_JOB_:
Copy out all the lines exactly. Omit pictures.

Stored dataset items
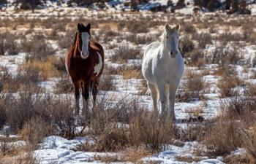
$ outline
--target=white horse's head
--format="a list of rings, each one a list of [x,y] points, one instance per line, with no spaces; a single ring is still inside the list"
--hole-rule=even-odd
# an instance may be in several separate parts
[[[168,23],[165,26],[162,41],[171,58],[174,58],[178,52],[179,24],[171,27]]]

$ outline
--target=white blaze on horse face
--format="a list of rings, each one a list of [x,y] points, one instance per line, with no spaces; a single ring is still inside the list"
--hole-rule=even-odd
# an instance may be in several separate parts
[[[178,33],[172,28],[165,30],[165,45],[170,55],[175,58],[178,50]]]
[[[81,58],[86,59],[89,55],[89,44],[90,42],[90,34],[87,32],[81,33],[82,39],[82,50],[81,50]]]
[[[98,76],[99,72],[100,72],[100,71],[102,69],[103,62],[102,62],[102,56],[100,55],[100,54],[98,52],[97,52],[97,53],[98,54],[98,56],[99,56],[99,63],[97,64],[94,66],[94,73],[97,74],[96,76]]]

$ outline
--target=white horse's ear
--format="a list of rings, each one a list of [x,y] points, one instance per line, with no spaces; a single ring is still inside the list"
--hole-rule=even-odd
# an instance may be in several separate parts
[[[170,29],[170,25],[168,23],[166,23],[165,25],[165,31],[167,31]]]
[[[174,27],[173,27],[173,29],[176,30],[176,31],[179,31],[179,28],[180,28],[180,26],[178,23],[177,23]]]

_COMPLETED EXERCISE_:
$ outline
--target=white horse's head
--format="a list of rings, each one a list of [x,y] points, one instance per line, with no spaces; a single ring is still inside the list"
--hole-rule=even-odd
# an instance may be in several separate parts
[[[168,23],[165,26],[162,41],[171,58],[174,58],[178,52],[179,24],[171,27]]]

$ outline
--target=white blaze on horse face
--format="a list of rings, each one a list of [x,y] points, one instance per line, with no spaces; a single ring is still inside the list"
--hole-rule=even-odd
# an instance may be in several separate parts
[[[178,33],[172,28],[165,30],[165,45],[170,55],[175,58],[178,50]]]
[[[81,58],[86,59],[89,55],[89,44],[90,42],[90,34],[87,32],[81,33],[82,39],[82,50],[81,50]]]
[[[98,76],[99,72],[100,72],[100,71],[102,69],[103,62],[102,62],[102,56],[100,55],[100,54],[98,52],[97,52],[97,53],[98,54],[98,56],[99,56],[99,63],[97,64],[94,66],[94,73],[97,74],[96,76]]]

$ outline
--target=white horse's ear
--format="a list of rings, each one a list of [x,y] points, one instance per line, with no spaces; a single ring is still inside the list"
--hole-rule=even-odd
# an instance may be in several separate parts
[[[170,29],[170,25],[168,23],[166,23],[165,25],[165,31],[167,31]]]
[[[174,27],[173,27],[173,29],[176,30],[176,31],[179,31],[179,28],[180,28],[180,26],[178,23],[177,23]]]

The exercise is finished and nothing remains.